#### [所示文段]
==============================
周围神经损伤后能否实现成功再生很大程度上取决于是否具备适合轴突生长的再生微环境，Sema3A是再生微环境中的神经营养因子家族成员，通过影响下游效应分子CRMP1的磷酸化调节轴突生长及导向。本课题组发现一个调节细胞周期进程、凋亡、分化等重要功能的分子Spy1与CRMP1相互作用。进一步研究发现，Spy1可以调节CRMP1的磷酸化，并影响神经元突起生长。鉴于此，提出Spy1通过影响CRMP1的磷酸化修饰，从而参与Sema3A信号通路对周围神经轴突再生调节的假说。本课题拟首先研究Spy1和CRMP1与周围神经损伤再生的关系，接着在体外探讨Spy1对CRMP1的调节机制，以及该调节通路在神经元突起生长、生长锥塌陷中的作用，最后回到整体模型，分析Spy1/CRMP1调控通路在周围神经再生中的意义。本课题从再生微环境信号通路调节的角度，探讨周围神经损伤再生的分子机制，为寻找新药物治疗靶点提供理论依据。
==============================
#### [所给记录]
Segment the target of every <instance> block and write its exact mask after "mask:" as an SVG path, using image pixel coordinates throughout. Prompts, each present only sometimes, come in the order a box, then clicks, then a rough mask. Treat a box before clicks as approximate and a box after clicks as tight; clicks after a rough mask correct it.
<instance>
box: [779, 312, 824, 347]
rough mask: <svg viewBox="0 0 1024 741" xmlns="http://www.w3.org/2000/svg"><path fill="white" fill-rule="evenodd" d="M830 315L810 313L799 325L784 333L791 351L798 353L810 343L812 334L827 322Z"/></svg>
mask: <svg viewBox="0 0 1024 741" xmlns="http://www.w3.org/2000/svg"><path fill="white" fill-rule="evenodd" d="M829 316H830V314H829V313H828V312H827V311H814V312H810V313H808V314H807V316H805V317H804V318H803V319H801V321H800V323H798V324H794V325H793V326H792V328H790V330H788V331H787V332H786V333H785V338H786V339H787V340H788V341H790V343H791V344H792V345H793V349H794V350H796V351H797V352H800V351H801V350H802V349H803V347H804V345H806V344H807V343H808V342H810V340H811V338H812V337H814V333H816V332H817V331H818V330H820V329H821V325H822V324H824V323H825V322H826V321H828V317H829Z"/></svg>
==============================
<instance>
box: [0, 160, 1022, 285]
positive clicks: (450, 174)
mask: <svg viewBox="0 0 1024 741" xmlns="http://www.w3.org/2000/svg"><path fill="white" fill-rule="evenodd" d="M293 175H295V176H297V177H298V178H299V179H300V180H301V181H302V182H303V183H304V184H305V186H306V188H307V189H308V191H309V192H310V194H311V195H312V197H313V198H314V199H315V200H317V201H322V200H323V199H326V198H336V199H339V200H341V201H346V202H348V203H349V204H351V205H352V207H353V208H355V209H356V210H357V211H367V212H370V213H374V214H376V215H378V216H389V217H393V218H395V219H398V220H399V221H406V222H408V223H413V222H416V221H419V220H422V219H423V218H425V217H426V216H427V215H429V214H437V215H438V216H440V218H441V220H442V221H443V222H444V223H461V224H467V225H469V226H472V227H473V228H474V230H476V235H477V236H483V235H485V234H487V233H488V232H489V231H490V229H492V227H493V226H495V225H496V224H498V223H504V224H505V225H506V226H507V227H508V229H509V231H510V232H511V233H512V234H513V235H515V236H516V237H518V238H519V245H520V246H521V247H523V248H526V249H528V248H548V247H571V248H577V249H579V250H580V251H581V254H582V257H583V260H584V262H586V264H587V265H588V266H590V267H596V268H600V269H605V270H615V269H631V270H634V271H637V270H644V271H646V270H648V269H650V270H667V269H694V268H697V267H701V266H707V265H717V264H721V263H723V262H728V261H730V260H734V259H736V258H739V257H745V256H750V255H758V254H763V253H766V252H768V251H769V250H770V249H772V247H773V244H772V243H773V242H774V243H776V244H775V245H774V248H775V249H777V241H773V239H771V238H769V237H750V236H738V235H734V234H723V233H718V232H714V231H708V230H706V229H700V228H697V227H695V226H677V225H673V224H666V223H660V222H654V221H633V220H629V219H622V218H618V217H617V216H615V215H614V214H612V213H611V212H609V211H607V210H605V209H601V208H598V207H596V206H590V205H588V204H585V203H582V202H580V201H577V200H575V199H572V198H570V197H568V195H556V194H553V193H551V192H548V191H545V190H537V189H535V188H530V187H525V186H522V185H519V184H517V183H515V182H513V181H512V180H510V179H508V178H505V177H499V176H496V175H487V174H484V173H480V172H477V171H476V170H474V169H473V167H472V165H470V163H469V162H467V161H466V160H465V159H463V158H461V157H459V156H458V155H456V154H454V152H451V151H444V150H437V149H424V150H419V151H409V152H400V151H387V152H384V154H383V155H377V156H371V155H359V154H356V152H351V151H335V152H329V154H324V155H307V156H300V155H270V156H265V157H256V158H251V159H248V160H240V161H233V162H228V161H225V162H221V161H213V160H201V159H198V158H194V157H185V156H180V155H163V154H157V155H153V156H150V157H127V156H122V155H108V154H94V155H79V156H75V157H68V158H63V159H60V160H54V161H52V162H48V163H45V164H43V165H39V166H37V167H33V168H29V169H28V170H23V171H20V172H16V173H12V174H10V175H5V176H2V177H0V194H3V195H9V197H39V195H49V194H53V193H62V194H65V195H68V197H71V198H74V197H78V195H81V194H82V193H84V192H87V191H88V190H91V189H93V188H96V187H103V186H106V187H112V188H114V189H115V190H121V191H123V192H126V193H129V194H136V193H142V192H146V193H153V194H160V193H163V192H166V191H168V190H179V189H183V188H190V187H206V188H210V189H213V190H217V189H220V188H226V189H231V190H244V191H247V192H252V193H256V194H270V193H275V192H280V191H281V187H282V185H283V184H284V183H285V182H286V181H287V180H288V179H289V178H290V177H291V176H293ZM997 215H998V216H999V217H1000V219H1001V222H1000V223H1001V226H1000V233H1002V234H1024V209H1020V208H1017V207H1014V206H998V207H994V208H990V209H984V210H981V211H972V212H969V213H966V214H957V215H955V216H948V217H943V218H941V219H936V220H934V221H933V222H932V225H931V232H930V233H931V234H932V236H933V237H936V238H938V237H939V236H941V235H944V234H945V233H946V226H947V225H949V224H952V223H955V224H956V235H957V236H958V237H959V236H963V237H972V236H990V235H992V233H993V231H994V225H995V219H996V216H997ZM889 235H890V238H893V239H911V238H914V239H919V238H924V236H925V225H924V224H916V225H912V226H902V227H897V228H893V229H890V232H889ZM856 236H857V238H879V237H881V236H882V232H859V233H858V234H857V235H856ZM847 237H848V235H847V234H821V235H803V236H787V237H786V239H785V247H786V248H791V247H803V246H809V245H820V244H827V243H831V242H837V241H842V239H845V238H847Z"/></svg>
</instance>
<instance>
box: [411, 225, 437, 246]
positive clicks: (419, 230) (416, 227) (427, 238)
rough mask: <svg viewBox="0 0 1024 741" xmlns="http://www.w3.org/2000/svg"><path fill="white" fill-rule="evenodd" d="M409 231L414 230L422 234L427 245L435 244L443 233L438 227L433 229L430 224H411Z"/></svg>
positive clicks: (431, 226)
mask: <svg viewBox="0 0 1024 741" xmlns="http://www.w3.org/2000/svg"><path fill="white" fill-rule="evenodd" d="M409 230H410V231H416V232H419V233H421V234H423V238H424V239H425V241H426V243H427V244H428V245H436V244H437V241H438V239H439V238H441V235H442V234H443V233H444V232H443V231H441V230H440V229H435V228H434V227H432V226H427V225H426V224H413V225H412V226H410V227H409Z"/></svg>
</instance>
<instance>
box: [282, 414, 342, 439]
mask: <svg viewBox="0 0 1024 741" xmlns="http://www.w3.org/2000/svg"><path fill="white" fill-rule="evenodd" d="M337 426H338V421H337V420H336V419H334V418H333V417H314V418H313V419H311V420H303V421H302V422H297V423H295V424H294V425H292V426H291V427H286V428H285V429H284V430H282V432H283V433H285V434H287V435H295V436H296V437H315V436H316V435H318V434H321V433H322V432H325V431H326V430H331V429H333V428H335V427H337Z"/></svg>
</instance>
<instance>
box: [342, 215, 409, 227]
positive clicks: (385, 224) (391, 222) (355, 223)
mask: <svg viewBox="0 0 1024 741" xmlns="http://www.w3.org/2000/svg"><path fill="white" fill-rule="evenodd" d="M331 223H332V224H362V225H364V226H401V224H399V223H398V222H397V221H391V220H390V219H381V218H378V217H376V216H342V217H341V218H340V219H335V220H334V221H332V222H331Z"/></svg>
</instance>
==============================
#### [待办任务]
1 – 根据所示文段回答：
(a) Sema3A通过影响哪个下游效应分子的磷酸化来调节轴突生长及导向？
(b) 本课题组发现与CRMP1相互作用的分子叫什么？
(c) 课题拟在体外探讨该调节通路在哪两方面的作用？
2 – 请原样引用所示文段中的一段：以含有“周围神经损伤后能否实现成功再”的词语开头，到“新药物治疗靶点提供理论依据。”结束。
这些记录是另行提供的材料，与文段无关。

#### [各题解答]
1 –
(a) CRMP1
(b) Spy1
(c) 神经元突起生长和生长锥塌陷

2 –
周围神经损伤后能否实现成功再生很大程度上取决于是否具备适合轴突生长的再生微环境，Sema3A是再生微环境中的神经营养因子家族成员，通过影响下游效应分子CRMP1的磷酸化调节轴突生长及导向。本课题组发现一个调节细胞周期进程、凋亡、分化等重要功能的分子Spy1与CRMP1相互作用。进一步研究发现，Spy1可以调节CRMP1的磷酸化，并影响神经元突起生长。鉴于此，提出Spy1通过影响CRMP1的磷酸化修饰，从而参与Sema3A信号通路对周围神经轴突再生调节的假说。本课题拟首先研究Spy1和CRMP1与周围神经损伤再生的关系，接着在体外探讨Spy1对CRMP1的调节机制，以及该调节通路在神经元突起生长、生长锥塌陷中的作用，最后回到整体模型，分析Spy1/CRMP1调控通路在周围神经再生中的意义。本课题从再生微环境信号通路调节的角度，探讨周围神经损伤再生的分子机制，为寻找新药物治疗靶点提供理论依据。